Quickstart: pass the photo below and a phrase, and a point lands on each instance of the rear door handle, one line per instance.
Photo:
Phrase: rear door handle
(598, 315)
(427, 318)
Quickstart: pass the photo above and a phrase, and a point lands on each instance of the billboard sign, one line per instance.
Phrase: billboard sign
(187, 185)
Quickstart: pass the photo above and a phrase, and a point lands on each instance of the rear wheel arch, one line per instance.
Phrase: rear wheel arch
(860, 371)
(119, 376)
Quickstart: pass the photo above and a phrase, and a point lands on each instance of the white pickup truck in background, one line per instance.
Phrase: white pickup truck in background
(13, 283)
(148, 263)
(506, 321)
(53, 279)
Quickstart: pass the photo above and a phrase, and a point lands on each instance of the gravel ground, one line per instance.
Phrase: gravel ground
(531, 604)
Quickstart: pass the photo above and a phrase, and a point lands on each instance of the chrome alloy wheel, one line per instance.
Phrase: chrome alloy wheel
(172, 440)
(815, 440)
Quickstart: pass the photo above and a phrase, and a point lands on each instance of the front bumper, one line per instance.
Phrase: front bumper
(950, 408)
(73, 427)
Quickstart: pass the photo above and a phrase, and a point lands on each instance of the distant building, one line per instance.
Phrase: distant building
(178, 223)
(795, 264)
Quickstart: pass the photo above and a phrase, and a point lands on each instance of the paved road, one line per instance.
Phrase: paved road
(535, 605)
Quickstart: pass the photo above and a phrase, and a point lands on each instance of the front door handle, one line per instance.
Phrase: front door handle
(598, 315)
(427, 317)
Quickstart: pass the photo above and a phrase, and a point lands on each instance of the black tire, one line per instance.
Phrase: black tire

____

— TASK TO CARRY OUT —
Search the records above for the string "tire". Copy every line that contains it.

— SOLUTION TO THIS TASK —
Quickstart: pass the photo above and a phrase, and a point lands on each instance of the black tire, one line per instance.
Phrase: black tire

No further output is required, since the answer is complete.